ASSIGNMENT: Print the whole listing again, exactly as it stands.

DATA FOR ANALYSIS:
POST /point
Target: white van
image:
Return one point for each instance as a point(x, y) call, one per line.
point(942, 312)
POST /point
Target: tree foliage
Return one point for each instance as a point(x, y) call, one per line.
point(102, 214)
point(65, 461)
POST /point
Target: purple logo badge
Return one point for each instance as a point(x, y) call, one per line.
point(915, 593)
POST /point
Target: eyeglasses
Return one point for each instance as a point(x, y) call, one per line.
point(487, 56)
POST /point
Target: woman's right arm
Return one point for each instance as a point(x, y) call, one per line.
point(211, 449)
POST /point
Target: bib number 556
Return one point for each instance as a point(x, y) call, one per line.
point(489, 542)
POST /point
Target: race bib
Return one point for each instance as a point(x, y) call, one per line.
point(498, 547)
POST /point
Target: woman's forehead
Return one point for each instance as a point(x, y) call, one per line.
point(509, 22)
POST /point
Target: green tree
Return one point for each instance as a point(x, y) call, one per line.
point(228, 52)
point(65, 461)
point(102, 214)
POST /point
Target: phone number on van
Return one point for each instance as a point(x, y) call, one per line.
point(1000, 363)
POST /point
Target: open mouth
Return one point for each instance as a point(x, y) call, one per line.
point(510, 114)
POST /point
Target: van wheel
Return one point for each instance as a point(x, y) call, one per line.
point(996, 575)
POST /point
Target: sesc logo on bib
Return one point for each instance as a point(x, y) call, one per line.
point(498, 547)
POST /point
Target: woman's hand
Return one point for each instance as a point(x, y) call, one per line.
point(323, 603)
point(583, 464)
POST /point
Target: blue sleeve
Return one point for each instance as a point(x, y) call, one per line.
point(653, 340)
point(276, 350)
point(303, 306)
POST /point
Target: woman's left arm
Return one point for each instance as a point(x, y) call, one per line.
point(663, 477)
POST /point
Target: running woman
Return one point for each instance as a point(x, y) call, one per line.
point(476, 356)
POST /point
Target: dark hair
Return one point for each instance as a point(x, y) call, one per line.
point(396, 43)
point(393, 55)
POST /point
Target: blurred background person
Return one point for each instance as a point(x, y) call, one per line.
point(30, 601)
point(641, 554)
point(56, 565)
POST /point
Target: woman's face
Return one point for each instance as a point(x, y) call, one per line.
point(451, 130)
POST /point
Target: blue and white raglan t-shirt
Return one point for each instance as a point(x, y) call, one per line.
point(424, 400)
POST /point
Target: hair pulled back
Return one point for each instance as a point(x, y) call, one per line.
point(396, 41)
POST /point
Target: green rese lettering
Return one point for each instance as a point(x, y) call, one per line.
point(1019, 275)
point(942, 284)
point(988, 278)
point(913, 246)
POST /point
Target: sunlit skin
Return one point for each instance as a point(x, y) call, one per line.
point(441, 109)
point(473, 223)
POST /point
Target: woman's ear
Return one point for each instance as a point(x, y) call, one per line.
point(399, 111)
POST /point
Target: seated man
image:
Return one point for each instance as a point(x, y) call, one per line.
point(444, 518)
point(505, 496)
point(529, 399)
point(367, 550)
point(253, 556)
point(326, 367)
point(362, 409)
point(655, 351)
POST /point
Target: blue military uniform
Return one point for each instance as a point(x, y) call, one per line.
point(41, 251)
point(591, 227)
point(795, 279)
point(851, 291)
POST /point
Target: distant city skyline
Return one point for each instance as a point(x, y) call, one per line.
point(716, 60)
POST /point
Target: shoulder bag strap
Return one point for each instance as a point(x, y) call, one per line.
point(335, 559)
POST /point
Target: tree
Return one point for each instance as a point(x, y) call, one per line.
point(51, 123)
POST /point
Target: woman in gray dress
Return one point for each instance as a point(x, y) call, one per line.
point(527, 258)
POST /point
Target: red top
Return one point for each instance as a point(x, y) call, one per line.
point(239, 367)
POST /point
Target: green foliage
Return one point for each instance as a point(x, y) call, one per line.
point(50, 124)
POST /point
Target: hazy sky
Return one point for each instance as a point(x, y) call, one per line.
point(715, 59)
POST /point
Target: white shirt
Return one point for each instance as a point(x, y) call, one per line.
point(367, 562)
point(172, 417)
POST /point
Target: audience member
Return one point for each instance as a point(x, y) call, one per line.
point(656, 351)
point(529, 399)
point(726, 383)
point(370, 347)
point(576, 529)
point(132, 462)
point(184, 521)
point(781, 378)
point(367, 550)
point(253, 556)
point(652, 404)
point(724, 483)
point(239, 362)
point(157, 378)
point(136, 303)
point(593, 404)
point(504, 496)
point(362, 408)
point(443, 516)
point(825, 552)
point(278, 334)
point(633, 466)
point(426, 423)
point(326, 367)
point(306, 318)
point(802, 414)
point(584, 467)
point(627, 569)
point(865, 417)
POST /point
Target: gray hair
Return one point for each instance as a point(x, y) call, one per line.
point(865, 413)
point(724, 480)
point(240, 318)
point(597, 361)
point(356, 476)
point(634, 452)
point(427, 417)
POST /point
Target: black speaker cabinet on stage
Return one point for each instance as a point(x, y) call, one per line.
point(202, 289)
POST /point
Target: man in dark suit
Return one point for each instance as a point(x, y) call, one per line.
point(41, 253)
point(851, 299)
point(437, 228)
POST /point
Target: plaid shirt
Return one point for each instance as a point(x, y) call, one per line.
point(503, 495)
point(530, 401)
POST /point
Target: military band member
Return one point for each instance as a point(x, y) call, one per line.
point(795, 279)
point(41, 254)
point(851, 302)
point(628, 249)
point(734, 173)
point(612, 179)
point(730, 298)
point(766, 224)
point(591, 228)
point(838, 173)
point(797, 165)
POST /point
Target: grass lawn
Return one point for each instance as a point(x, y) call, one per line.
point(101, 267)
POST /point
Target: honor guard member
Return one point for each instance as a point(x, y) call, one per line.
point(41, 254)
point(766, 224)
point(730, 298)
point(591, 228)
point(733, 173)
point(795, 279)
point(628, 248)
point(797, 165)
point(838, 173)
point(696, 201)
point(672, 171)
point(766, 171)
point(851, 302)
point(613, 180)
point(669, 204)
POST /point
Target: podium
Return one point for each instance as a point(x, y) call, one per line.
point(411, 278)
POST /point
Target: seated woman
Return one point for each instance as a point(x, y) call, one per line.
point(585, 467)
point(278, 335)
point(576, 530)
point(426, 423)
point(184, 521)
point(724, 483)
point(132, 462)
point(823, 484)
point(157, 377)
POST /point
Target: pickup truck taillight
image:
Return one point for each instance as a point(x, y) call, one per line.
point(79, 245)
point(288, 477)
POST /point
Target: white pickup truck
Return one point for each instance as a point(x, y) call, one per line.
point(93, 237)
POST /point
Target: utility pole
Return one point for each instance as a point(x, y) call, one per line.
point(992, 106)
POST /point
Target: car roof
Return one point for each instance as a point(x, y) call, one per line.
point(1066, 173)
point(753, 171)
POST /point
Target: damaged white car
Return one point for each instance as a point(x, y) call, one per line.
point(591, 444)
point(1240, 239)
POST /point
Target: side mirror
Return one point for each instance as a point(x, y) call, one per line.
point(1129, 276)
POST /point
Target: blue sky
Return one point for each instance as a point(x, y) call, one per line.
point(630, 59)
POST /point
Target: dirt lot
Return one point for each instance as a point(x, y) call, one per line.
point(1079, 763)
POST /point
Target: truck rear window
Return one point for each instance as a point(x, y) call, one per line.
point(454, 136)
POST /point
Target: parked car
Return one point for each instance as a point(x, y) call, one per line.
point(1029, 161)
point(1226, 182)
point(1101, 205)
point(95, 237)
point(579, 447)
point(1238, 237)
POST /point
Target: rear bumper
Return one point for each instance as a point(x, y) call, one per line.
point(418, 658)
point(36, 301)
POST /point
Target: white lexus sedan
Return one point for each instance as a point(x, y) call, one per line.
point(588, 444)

TASK RESPONSE:
POST /point
Target: white van
image:
Return one point for each instance as a point(x, y) call, one per line.
point(942, 312)
POST /point
Target: tree foliage
Return one point for each instance as a point(x, y) call, one per line.
point(102, 214)
point(65, 461)
POST /point
Target: purple logo badge
Return one point for each instance as a point(x, y) call, one per line.
point(915, 593)
POST /point
Target: eyeglasses
Return one point for each instance as a point(x, y) call, one per line.
point(487, 56)
POST /point
Target: woman's right arm
Return one point for each instance as a point(x, y) call, one per line.
point(211, 449)
POST /point
Target: bib number 556
Return one point for each instance as a point(x, y) call, one per line.
point(489, 542)
POST /point
Target: race bib
Return one point for each instance as a point(x, y) call, one per line.
point(498, 547)
POST /point
Target: woman's forehead
Return one point for each instance as a point(x, y) call, one per line.
point(509, 22)
POST /point
Target: green tree
Return one point for each instance as a point(x, y) call, one per line.
point(228, 52)
point(65, 461)
point(102, 214)
POST /point
Target: phone number on van
Return one point for each instance as a point(x, y) call, one per line.
point(1000, 363)
POST /point
Target: open mouth
Return one point for each instance as a point(x, y) call, one per line.
point(510, 114)
POST /point
Target: van wheel
Return one point for each instance as a point(x, y) call, one per line.
point(996, 575)
POST /point
Target: sesc logo on bib
Return one point for each instance as a point(x, y) call, one per line.
point(498, 547)
POST /point
Target: woman's hand
Return one point for each instance as a point(x, y) call, one per line.
point(323, 603)
point(583, 464)
POST /point
Target: blue sleeve
Return one point for each instance as a point(x, y) call, one per line.
point(653, 340)
point(276, 350)
point(303, 306)
POST /point
Target: woman's left arm
Return one point for each instance as a point(x, y) call, one per line.
point(663, 477)
POST /point
Target: running woman
Return one point for each instance as a point(x, y) call, one per line.
point(476, 356)
POST /point
Target: dark hair
Return one point for each instance as a point(x, y) call, one per line.
point(396, 43)
point(393, 55)
POST /point
Target: blurred background person
Return one point for each instance as a point(x, y) call, one per line.
point(30, 601)
point(641, 554)
point(56, 565)
POST /point
Target: woman's face
Return one point for each instance as a point(x, y) call, one per line.
point(451, 130)
POST /point
Target: blue and white raglan t-shirt
Return one point for each instance as a point(x, y) call, one per line.
point(424, 400)
POST /point
Target: hair pulled back
Return one point for each instance as a point(x, y) call, one per line.
point(396, 41)
POST /point
Target: green rese lettering
Return one point for each instance as a point(x, y) call, one per line.
point(1019, 275)
point(942, 284)
point(988, 278)
point(913, 246)
POST /point
Target: sunlit skin
Return one point for each instance as a point(x, y) call, one per line.
point(441, 109)
point(473, 223)
POST /point
Target: woman's ear
Return one point for each instance as a point(x, y) call, one per line.
point(399, 111)
POST /point
Target: seated man
image:
Return one point for each instance as a point(x, y) call, one per line.
point(444, 518)
point(505, 496)
point(529, 399)
point(367, 550)
point(253, 556)
point(326, 367)
point(362, 409)
point(655, 351)
POST /point
Target: blue military uniform
Return one point for each instance as a point(x, y) call, one per line.
point(41, 251)
point(591, 227)
point(795, 279)
point(851, 291)
POST /point
Target: distant city skyline
Return one point for each instance as a point(x, y) call, one per line.
point(716, 60)
POST /point
Target: shoulder bag strap
Return one point for each instance as a point(x, y) call, one per line.
point(335, 559)
POST /point
Target: tree
Return one point for each instance as a point(x, y) call, one per line.
point(51, 123)
POST /point
Target: woman in gray dress
Return one point for each instance as a point(x, y) call, one per line.
point(527, 258)
POST /point
Target: red top
Return one point for each instance as a point(x, y) call, one per line.
point(239, 367)
POST /point
Target: green foliage
Return one point for each instance as a point(x, y) call, one per line.
point(50, 124)
POST /point
Target: hazy sky
Return one point for each instance as a point(x, y) call, one per line.
point(715, 59)
POST /point
Target: white shirt
Return one point for each instance as a point(x, y) call, one per line.
point(367, 562)
point(172, 417)
POST /point
Target: audience member
Return one point for each instance as a point(x, y) call, one per line.
point(656, 351)
point(529, 399)
point(726, 383)
point(370, 347)
point(576, 529)
point(132, 462)
point(184, 521)
point(781, 378)
point(367, 550)
point(253, 556)
point(652, 404)
point(724, 483)
point(239, 362)
point(157, 378)
point(136, 303)
point(593, 404)
point(504, 496)
point(362, 408)
point(443, 516)
point(825, 552)
point(278, 334)
point(633, 466)
point(426, 423)
point(326, 367)
point(306, 318)
point(802, 414)
point(584, 467)
point(627, 569)
point(865, 417)
POST /point
Target: gray hair
Return one point for each instance as a point(x, y) call, one per line.
point(865, 413)
point(724, 480)
point(240, 318)
point(597, 361)
point(356, 476)
point(634, 452)
point(427, 417)
POST /point
Target: black speaker cabinet on stage
Return one point for each instance as a point(x, y) call, one per line.
point(202, 289)
POST /point
Target: man in dark suit
Return one point for each instance as a point(x, y) call, one per line.
point(41, 253)
point(851, 299)
point(437, 228)
POST /point
Target: plaid shirt
Return one point for each instance as a point(x, y) call, one per line.
point(503, 495)
point(530, 401)
POST /point
Target: military band member
Return one point for each instance as a point(x, y) call, one per line.
point(795, 279)
point(41, 254)
point(851, 302)
point(628, 249)
point(734, 173)
point(612, 179)
point(730, 298)
point(766, 224)
point(591, 228)
point(838, 173)
point(797, 165)
POST /point
Target: grass lawn
Return one point for each instance as a point(x, y) call, one per line.
point(101, 267)
POST /point
Target: honor guard member
Return one point for each instance as a point(x, y) call, one per line.
point(41, 254)
point(766, 224)
point(730, 298)
point(591, 228)
point(733, 173)
point(795, 279)
point(628, 248)
point(797, 165)
point(838, 173)
point(696, 201)
point(672, 171)
point(766, 171)
point(851, 302)
point(613, 180)
point(669, 204)
POST /point
Target: podium
Return one point for each instance as a point(x, y) call, one per line.
point(411, 278)
POST /point
Target: seated woman
Return one point for each instance as a point(x, y) call, one per line.
point(585, 467)
point(278, 335)
point(576, 530)
point(426, 423)
point(184, 521)
point(724, 483)
point(132, 462)
point(823, 484)
point(157, 377)
POST /point
Target: pickup truck taillight
image:
Return one point for each instance as a point(x, y) call, one per line.
point(79, 245)
point(288, 477)
POST /point
Target: white pickup truck
Return one point for each instance as a point(x, y) call, one per line.
point(93, 237)
POST /point
Target: utility pole
Return one point for each instance as a point(x, y) call, one per line.
point(992, 106)
POST /point
Target: car roof
Return one point for each instance as a point(x, y) call, one per line.
point(1066, 173)
point(753, 171)
POST /point
Target: damaged white car
Return one point for each instance as a point(x, y) call, one per line.
point(591, 444)
point(1240, 239)
POST /point
Target: side mirror
Return one point for each instance as a point(x, y) call, one per line.
point(1129, 276)
POST /point
Target: blue sky
Return one point for each instance as a point(x, y) call, one per line.
point(630, 59)
POST /point
Target: dirt lot
Return one point for each instance as a point(x, y) call, one per line.
point(1079, 763)
POST /point
Target: truck rear window
Return one point for each instance as a point(x, y) call, one per line.
point(454, 136)
POST /point
Target: parked car
Return one point for each instance as a point(x, y) call, one per line.
point(1029, 161)
point(1226, 182)
point(1101, 205)
point(95, 237)
point(579, 447)
point(1238, 237)
POST /point
Target: rear bumper
Return one point for each instance as a point(x, y) call, one per line.
point(418, 658)
point(36, 301)
POST /point
Target: white lexus sedan
Return one point for each instance as a point(x, y) call, one per line.
point(588, 444)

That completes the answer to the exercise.